**SHORT TASK:** Can you reproduce, word for word, the lines from the one containing "of the kitchen" through the one containing "x=167 y=278", inclusive?

(Point annotation entries)
===============

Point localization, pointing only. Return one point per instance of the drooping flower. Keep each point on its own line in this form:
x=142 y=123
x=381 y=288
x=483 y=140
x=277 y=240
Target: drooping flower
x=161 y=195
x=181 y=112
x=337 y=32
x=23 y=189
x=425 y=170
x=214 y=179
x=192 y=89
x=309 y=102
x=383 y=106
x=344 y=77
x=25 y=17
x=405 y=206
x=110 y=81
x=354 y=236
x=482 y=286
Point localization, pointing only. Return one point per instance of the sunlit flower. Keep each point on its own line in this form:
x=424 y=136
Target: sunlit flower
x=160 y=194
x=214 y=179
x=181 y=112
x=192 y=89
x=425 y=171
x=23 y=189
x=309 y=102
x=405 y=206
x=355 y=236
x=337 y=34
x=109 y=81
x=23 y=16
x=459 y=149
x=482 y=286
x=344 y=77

===============

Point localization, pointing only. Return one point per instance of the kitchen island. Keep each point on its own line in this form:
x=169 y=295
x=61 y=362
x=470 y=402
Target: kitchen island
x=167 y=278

===============

**TASK SOLUTION:**
Point localization, pointing only. Return one point per instance of the kitchen island. Keep each point on its own line in this form:
x=169 y=295
x=61 y=362
x=470 y=402
Target: kitchen island
x=167 y=278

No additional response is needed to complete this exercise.